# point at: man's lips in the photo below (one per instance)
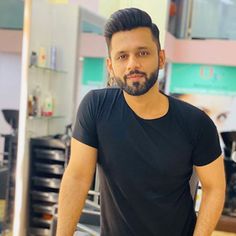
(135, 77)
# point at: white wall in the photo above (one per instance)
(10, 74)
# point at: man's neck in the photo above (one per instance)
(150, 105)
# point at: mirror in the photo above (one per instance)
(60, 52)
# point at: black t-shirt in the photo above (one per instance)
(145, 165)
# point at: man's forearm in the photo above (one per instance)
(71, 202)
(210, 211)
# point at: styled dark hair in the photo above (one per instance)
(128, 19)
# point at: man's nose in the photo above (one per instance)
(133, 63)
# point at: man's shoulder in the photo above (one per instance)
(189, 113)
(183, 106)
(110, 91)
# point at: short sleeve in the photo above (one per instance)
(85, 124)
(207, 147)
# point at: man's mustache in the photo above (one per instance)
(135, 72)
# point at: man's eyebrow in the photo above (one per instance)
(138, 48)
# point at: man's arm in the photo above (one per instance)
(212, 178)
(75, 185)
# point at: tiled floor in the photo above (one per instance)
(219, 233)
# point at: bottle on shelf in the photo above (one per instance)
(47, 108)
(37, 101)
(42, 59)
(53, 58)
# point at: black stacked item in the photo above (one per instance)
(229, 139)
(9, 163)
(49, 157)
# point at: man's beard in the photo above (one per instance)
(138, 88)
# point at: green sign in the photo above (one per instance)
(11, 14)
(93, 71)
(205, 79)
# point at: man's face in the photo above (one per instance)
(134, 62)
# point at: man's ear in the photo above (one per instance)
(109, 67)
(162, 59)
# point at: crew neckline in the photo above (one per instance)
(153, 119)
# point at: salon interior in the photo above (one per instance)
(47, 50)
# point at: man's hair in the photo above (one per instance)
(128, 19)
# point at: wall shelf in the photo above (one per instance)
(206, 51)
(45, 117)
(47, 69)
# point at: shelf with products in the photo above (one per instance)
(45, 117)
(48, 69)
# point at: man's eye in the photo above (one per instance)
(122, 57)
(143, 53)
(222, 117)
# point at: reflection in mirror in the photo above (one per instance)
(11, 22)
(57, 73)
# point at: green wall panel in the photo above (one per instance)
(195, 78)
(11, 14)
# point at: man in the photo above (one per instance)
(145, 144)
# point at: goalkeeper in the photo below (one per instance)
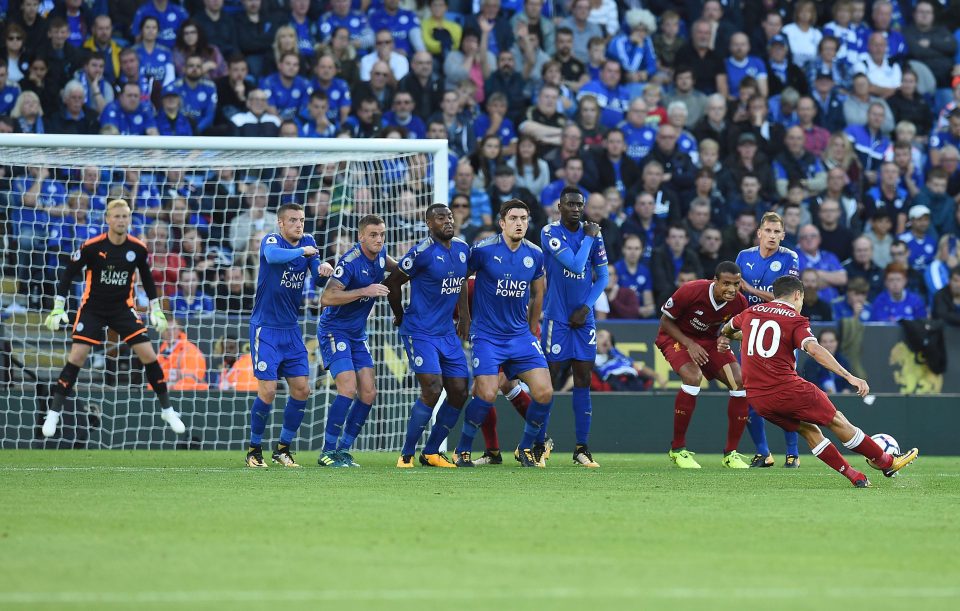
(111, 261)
┄┄┄┄┄┄┄┄┄┄┄┄┄┄┄┄┄┄┄┄
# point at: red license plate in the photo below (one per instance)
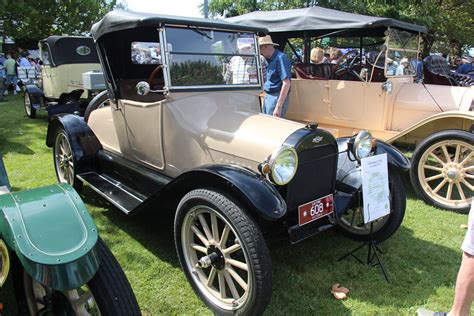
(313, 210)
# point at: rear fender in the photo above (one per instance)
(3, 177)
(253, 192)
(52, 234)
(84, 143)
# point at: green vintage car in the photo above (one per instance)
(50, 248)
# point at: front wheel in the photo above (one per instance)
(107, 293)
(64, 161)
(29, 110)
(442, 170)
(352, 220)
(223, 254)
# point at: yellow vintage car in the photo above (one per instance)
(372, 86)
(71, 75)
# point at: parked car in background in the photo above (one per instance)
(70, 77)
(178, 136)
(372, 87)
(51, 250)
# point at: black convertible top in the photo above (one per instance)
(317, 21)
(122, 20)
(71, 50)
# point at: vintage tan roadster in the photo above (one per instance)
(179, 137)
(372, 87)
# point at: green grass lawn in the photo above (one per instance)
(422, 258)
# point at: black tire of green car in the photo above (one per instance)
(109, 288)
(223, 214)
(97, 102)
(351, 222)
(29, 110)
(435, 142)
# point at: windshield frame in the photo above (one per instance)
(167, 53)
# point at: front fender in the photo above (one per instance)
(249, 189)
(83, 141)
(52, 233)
┄┄┄┄┄┄┄┄┄┄┄┄┄┄┄┄┄┄┄┄
Which lines of the material contain the word "mirror"? Report each of them in full.

■ **Finished answer**
# point at: mirror in the photo above (one per instance)
# point at: reflection in mirror in the photo above (one per instance)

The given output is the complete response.